### EXTRACTED INFORMATION
________

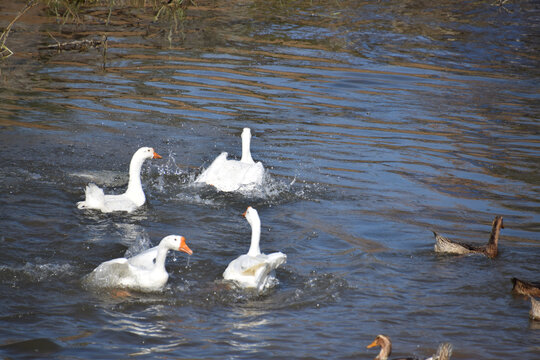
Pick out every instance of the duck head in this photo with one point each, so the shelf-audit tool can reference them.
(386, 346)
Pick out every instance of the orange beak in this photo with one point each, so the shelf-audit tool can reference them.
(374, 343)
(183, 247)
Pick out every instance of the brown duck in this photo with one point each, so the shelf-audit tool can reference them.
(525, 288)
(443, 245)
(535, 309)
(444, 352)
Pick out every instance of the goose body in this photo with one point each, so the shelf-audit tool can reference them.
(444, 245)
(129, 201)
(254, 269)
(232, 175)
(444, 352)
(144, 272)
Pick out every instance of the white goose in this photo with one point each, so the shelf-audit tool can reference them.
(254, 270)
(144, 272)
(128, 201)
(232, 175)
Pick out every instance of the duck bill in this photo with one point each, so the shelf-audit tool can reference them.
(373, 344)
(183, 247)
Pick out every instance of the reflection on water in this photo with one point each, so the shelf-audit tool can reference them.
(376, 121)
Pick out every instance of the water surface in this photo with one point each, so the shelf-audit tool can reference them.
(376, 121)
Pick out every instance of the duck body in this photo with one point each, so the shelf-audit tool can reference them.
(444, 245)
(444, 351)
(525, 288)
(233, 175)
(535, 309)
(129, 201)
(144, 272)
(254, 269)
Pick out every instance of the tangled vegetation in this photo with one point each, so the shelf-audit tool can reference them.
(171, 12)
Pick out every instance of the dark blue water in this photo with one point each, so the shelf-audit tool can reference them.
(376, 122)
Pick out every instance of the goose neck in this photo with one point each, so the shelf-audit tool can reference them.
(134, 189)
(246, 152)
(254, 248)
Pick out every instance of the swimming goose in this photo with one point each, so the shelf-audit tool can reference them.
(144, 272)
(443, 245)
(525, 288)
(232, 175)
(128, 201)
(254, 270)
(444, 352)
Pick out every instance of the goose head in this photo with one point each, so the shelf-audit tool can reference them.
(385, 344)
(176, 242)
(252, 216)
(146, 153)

________

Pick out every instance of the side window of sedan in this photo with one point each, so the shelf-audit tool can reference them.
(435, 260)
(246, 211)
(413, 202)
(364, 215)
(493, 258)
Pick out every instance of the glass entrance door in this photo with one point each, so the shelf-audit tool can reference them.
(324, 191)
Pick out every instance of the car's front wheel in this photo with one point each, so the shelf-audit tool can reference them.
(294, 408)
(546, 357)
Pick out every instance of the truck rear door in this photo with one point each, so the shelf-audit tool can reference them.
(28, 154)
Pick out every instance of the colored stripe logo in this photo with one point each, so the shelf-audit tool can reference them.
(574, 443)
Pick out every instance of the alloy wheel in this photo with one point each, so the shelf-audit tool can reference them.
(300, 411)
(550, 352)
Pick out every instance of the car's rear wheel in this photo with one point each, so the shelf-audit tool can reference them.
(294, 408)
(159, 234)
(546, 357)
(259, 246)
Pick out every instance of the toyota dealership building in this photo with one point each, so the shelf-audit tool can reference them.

________

### REQUIRED ACTION
In the entries above, find the line holding "Pick out every instance of the colored" and the line holding "Pick out every instance of the toyota"; print both of them and every line between, exactly, and nothing else.

### RESULT OF THE TASK
Pick out every instance of the colored stripe logo in this photo with one point each, so the shelf-audit tool can reference them.
(574, 443)
Pick out every instance of the alloy wheel in this photo with one point each, so the shelf-audit tool can reference them.
(300, 411)
(550, 352)
Pick out every instance of the car's rear wheel in this photo with one point each, so the shelf-audit tool can reference them.
(294, 408)
(159, 234)
(546, 357)
(259, 246)
Pick out every instance of the toyota dealership building in this photo with one point each, so the shelf-audit tool can reference them.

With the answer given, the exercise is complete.